You are not logged in. Login Now
 0-24   25-49   50-74   75-95       
 
Author Message
remmers
On the Nature of Time Mark Unseen   Jan 23 04:00 UTC 1994

Can you tell time?  I can.  I learned on the old-fashioned analog clocks with
hands that point to the minute and the hour.  These clocks are still in
common use, but on the other hand there is the telephone.  More and more,
phones are pushbutton; you hardly ever see a dial anymore.  But people still
call it dialing, even when you push buttons.  Our children will never have
even seen a true dial phone, except perhaps in a museum.  But it will still
be called dialing, and they will wonder why.  The precise notion of what a
clock is, or what a telephone is, that notion itself is becoming confused.
Is my microwave oven a clock?  Well, I can tell what time it is by looking
at it.  Is my vcr a clock?  Well, I can tell what time it is by looking at
it.  Is my computer a clock?  Well, I can tell what time it is by looking
at it.  You get the picture.  Does anyone wind a watch or a clock anymore?
....
Goal of the exercise ::
Answer these questions about the post on time above:
(a) On what kind of clocks did the writer learn to tell time?
(b) What do people still call using a phone even when they push buttons?
(c) Which three household devices does the writer ask about being a clock?

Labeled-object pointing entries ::
....
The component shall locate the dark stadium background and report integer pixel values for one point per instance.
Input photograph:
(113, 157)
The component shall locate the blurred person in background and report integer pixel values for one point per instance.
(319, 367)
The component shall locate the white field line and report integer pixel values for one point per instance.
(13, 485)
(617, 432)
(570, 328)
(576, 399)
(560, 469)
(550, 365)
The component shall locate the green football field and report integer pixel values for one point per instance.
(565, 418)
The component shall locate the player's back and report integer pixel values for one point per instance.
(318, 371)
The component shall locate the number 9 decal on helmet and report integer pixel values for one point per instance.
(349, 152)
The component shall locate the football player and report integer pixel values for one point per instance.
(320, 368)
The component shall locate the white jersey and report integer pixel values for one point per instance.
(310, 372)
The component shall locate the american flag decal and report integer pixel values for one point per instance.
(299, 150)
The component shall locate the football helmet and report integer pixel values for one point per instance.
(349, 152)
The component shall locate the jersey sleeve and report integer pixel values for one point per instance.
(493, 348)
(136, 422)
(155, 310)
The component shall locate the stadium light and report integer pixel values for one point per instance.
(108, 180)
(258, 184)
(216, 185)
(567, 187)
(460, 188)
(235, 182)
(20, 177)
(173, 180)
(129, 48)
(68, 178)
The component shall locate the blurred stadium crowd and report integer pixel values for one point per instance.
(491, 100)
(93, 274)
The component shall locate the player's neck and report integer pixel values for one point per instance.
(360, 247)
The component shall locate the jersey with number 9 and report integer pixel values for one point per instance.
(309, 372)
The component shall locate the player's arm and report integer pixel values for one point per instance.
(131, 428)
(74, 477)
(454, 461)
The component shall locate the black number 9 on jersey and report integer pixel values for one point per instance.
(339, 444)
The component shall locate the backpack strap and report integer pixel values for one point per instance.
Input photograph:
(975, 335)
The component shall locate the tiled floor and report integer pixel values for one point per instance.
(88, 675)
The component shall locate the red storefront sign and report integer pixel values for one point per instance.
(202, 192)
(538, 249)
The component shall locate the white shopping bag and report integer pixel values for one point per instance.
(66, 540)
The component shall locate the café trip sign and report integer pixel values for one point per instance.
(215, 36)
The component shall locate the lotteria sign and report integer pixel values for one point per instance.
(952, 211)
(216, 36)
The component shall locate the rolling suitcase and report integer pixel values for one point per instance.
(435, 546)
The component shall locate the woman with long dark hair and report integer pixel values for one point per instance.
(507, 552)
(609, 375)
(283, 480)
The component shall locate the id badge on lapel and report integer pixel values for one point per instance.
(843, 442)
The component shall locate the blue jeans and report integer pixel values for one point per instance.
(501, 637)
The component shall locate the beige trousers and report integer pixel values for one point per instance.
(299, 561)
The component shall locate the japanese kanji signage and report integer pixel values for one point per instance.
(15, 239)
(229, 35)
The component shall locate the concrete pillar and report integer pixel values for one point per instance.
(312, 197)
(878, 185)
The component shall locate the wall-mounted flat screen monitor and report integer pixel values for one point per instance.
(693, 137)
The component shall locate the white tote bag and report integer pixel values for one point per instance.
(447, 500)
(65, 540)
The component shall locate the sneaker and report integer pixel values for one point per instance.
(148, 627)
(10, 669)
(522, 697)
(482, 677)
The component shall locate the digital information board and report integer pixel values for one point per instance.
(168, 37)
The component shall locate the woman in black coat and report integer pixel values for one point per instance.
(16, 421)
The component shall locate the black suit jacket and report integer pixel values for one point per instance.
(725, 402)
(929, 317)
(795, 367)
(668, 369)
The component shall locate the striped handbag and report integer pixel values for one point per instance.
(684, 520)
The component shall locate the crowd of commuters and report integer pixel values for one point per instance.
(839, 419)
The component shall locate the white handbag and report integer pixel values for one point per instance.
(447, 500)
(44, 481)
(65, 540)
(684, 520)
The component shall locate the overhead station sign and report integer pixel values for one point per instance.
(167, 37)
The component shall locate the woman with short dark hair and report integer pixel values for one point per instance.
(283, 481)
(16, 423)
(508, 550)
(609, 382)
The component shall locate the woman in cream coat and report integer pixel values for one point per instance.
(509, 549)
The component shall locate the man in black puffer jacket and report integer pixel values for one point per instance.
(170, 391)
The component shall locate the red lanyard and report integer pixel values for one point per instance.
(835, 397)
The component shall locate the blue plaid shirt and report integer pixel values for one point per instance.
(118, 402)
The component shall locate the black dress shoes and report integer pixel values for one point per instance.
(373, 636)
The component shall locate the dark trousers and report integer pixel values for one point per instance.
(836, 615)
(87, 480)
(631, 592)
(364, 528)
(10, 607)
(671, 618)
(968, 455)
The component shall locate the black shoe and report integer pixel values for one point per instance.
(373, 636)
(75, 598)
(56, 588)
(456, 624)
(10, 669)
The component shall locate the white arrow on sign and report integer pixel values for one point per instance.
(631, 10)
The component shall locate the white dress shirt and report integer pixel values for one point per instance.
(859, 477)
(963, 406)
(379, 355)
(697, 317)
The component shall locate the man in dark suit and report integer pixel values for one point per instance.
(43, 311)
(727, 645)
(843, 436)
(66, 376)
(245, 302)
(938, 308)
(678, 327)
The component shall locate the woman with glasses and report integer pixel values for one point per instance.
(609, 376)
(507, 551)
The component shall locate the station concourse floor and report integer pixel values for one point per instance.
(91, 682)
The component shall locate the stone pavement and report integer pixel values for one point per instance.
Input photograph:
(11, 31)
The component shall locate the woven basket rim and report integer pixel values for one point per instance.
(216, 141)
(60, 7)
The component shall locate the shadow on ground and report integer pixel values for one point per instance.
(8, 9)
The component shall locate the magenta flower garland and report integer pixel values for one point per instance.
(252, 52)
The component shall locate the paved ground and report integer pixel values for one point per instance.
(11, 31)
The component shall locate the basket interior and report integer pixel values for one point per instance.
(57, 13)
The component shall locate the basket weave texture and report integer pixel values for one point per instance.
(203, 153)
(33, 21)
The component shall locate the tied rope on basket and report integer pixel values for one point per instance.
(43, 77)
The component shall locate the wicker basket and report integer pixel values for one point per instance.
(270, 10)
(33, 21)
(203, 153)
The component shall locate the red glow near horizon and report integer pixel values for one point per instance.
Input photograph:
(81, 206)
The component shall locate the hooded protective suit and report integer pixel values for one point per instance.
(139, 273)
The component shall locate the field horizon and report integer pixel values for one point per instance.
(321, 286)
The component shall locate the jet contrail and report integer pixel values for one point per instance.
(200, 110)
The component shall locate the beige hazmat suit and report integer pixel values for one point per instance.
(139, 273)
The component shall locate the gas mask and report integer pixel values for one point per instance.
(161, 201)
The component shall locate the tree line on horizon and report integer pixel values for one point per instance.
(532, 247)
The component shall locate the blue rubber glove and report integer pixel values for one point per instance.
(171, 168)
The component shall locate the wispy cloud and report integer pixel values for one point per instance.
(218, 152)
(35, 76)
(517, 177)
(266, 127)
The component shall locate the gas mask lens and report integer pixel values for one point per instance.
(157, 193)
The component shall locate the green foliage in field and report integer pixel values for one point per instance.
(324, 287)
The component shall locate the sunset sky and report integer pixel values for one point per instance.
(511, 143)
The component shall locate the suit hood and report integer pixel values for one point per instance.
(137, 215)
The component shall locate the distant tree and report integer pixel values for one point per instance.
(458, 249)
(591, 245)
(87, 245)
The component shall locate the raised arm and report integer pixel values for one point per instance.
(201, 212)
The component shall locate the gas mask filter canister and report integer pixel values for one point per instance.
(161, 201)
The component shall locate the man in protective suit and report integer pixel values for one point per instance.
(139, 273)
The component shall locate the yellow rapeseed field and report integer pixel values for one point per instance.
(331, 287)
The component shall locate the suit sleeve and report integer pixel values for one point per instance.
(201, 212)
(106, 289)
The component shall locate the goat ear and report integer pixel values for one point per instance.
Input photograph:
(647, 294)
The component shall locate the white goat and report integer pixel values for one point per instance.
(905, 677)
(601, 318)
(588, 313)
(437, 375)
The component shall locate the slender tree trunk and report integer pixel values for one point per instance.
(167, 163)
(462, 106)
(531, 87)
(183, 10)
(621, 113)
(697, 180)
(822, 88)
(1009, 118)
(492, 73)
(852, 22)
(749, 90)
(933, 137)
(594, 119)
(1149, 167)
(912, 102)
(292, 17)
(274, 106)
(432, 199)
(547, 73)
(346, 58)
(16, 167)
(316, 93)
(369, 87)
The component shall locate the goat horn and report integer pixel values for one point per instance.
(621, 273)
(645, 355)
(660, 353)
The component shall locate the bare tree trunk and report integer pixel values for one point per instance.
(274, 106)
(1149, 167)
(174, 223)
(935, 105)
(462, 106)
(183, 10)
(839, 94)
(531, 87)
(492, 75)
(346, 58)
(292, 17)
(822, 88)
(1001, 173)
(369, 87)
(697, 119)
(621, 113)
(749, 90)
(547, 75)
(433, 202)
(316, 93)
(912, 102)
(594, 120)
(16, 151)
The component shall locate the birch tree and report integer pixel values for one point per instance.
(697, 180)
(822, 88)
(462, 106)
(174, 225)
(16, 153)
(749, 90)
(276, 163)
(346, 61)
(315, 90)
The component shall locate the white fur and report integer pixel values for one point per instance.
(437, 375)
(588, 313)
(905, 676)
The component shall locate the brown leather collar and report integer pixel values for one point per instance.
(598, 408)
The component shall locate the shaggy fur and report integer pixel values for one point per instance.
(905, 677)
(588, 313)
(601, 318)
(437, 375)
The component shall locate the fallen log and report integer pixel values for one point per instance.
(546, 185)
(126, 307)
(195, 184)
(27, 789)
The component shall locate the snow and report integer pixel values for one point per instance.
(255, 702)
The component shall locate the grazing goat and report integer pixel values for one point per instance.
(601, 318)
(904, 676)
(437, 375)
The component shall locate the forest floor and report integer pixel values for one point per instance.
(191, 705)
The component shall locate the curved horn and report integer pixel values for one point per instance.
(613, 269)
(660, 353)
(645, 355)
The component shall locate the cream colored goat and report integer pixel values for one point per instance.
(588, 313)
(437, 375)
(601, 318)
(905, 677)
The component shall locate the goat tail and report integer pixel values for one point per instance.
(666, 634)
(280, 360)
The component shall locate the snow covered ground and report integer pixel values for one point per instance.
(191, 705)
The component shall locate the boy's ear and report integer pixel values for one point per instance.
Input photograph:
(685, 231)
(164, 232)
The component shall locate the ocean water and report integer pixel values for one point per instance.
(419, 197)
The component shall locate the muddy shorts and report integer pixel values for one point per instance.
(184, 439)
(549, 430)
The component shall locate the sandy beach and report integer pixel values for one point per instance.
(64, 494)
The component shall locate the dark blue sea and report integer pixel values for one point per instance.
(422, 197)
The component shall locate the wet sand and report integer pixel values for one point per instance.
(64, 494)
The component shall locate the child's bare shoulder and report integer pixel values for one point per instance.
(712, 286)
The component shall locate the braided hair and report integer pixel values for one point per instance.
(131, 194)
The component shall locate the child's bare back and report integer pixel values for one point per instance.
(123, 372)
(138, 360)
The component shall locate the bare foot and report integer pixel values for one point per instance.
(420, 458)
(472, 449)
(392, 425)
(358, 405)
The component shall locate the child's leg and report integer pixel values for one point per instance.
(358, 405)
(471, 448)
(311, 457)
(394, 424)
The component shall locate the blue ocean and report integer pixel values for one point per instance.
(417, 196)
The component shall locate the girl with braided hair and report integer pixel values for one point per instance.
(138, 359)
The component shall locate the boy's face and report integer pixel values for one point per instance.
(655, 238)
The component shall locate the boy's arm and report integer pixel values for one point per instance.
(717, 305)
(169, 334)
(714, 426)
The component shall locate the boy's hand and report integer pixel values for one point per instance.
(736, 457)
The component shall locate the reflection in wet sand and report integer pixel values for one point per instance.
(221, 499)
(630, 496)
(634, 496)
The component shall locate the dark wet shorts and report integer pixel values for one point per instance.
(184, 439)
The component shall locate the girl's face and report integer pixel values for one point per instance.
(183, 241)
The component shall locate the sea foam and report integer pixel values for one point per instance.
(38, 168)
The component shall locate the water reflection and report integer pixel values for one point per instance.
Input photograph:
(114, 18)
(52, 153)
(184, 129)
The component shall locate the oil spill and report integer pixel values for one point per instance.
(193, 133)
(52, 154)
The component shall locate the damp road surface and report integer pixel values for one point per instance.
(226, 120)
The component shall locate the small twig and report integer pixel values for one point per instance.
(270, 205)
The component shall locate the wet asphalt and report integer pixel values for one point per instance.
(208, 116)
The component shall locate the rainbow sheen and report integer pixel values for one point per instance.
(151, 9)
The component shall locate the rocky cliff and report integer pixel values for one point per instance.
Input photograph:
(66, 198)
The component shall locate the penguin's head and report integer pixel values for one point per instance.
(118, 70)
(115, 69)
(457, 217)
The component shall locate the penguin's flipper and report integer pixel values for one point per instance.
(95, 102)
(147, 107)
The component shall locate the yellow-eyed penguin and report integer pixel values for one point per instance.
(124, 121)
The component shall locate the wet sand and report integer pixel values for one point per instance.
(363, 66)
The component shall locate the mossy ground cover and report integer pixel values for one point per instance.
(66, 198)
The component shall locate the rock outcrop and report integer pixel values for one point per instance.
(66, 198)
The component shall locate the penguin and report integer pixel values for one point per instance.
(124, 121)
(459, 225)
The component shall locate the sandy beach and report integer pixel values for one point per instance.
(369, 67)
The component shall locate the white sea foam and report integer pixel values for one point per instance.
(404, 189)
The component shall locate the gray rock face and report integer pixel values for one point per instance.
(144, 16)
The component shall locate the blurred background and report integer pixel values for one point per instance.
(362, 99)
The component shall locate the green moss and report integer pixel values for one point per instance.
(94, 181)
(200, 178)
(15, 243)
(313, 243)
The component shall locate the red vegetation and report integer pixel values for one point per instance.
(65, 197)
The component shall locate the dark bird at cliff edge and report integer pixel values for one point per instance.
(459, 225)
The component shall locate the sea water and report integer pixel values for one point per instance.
....
Result for this exercise ::
(a) Old-fashioned analog clocks with hands that point to the minute and the hour.
(b) Dialing.
(c) A microwave oven, a vcr, and a computer.